» Task to complete: Please give every record below again exactly, and keep the pictures out.

::::::::

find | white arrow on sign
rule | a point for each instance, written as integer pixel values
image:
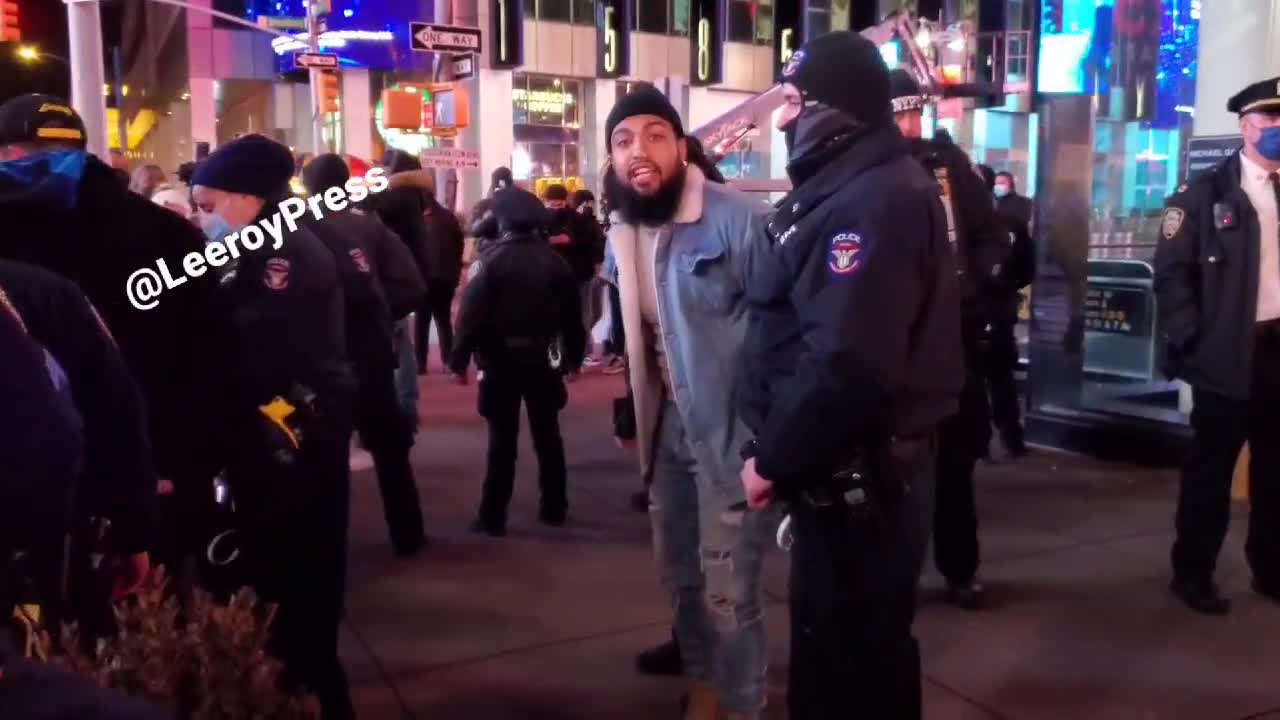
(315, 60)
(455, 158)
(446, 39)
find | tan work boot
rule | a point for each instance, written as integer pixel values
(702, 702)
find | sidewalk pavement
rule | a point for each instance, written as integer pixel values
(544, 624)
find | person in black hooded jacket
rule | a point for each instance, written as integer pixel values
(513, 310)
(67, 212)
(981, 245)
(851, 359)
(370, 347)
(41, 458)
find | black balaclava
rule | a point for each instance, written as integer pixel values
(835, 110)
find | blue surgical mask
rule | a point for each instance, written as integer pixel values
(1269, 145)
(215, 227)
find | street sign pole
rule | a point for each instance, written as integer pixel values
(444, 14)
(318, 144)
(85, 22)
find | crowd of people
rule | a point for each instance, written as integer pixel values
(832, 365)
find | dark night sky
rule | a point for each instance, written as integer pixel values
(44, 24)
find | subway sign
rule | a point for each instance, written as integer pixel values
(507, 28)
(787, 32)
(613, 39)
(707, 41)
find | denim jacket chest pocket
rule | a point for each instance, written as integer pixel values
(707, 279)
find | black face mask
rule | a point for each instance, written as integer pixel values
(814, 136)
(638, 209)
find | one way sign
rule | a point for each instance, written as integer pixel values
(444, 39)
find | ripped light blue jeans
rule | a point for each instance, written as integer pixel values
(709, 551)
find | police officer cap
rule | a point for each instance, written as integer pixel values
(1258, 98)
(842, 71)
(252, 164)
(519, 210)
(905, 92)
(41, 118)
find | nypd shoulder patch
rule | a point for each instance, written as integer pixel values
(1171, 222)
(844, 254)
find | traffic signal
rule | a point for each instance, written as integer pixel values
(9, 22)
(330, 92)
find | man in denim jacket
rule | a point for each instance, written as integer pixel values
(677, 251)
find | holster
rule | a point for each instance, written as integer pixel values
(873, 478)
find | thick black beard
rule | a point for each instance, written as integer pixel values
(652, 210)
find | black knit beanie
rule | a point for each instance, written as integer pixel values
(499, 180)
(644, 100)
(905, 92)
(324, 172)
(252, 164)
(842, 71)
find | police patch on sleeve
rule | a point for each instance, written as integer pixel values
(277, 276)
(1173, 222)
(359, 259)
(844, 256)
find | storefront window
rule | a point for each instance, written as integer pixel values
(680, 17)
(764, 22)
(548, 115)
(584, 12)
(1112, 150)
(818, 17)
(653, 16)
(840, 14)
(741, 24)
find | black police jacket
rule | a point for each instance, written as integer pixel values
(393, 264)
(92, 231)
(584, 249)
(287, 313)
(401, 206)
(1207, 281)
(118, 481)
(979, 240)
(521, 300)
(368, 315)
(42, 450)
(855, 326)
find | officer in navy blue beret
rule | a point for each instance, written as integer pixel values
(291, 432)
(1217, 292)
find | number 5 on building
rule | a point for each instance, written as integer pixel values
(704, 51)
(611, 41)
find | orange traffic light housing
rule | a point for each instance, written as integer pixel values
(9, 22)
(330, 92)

::::::::

» Task solution:
find | white arrow on sign
rule | a point for each instance, written as integer pixel values
image:
(315, 60)
(455, 158)
(446, 39)
find | tan work boot
rule | a point for each instance, written as integer pixel values
(702, 702)
find | sidewalk pavement
rule | a point for each instance, written as integer pixel values
(544, 624)
find | person in black hooded jacket
rule | a point for each instance, written as integer pixel values
(513, 310)
(67, 212)
(981, 245)
(851, 359)
(370, 347)
(41, 458)
find | black balaclava
rule | a point for each instance, written as integer pixel values
(835, 110)
find | blue surgical mask
rule | a point for each instance, written as integer pixel values
(1269, 145)
(215, 227)
find | street sign pole
rule | a point for each instance, written as integer pixel values
(444, 14)
(318, 144)
(85, 22)
find | crowd of people
rule | a point for each instance, written as integer pixel values
(832, 365)
find | dark night sky
rule | a point for each instance, written as integer pixel values
(44, 24)
find | subway sign
rule | a point for each instance, written as integer pixel values
(507, 28)
(787, 32)
(613, 39)
(707, 41)
find | denim jacket chest pocket
rule | a point for each instance, written as integer pixel values
(707, 279)
find | black face mask
rule | a point for each instance, written as integer pixel values
(814, 136)
(638, 209)
find | one way sign
rule | a point for each instance, written as integer pixel values
(444, 39)
find | ripped light blue jeans
rule | a point for each instance, written as integer pixel values
(709, 551)
find | police officer cap
rule | a point for each instance, written as integer pixel values
(1258, 98)
(842, 71)
(252, 164)
(519, 210)
(905, 92)
(41, 118)
find | nypd shoulder patch
rule | a point for each instance, written as integer pixel values
(1171, 222)
(844, 254)
find | traffic signal
rule | a point for each instance, written as integer pixel values
(9, 22)
(330, 92)
find | man in denim jacket
rule | a point for each instance, written as integer pixel values
(677, 251)
find | holster
rule | a point for each instance, written as integer pixel values
(873, 478)
find | thick black beard
rule | a point for each instance, written as integer pixel values
(652, 210)
find | black knit beanie
rule | a point for each instance, written as integer pixel values
(499, 180)
(644, 100)
(905, 92)
(324, 172)
(252, 164)
(842, 71)
find | police patch on sleeve
rule | a point for each instance, written as integer pixel values
(277, 276)
(1173, 222)
(359, 259)
(844, 256)
find | storefront window
rule | a point for each instance, written as integer pixel values
(680, 17)
(764, 22)
(548, 115)
(584, 12)
(1112, 150)
(818, 17)
(653, 16)
(840, 14)
(741, 24)
find | black police jacket
rule | a point for each instance, written as integer pixel values
(393, 264)
(92, 231)
(584, 249)
(287, 313)
(401, 206)
(1207, 281)
(118, 481)
(979, 240)
(521, 300)
(368, 315)
(42, 450)
(855, 326)
find | officer in navy blue beret
rule | a point for each instance, written as integer pixel values
(291, 432)
(1217, 292)
find | number 5 on building
rule | a point for each instance, written as integer pixel values
(704, 51)
(611, 41)
find | orange traffic light housing
rule | a point for each instance, written as integer pixel values
(9, 22)
(330, 92)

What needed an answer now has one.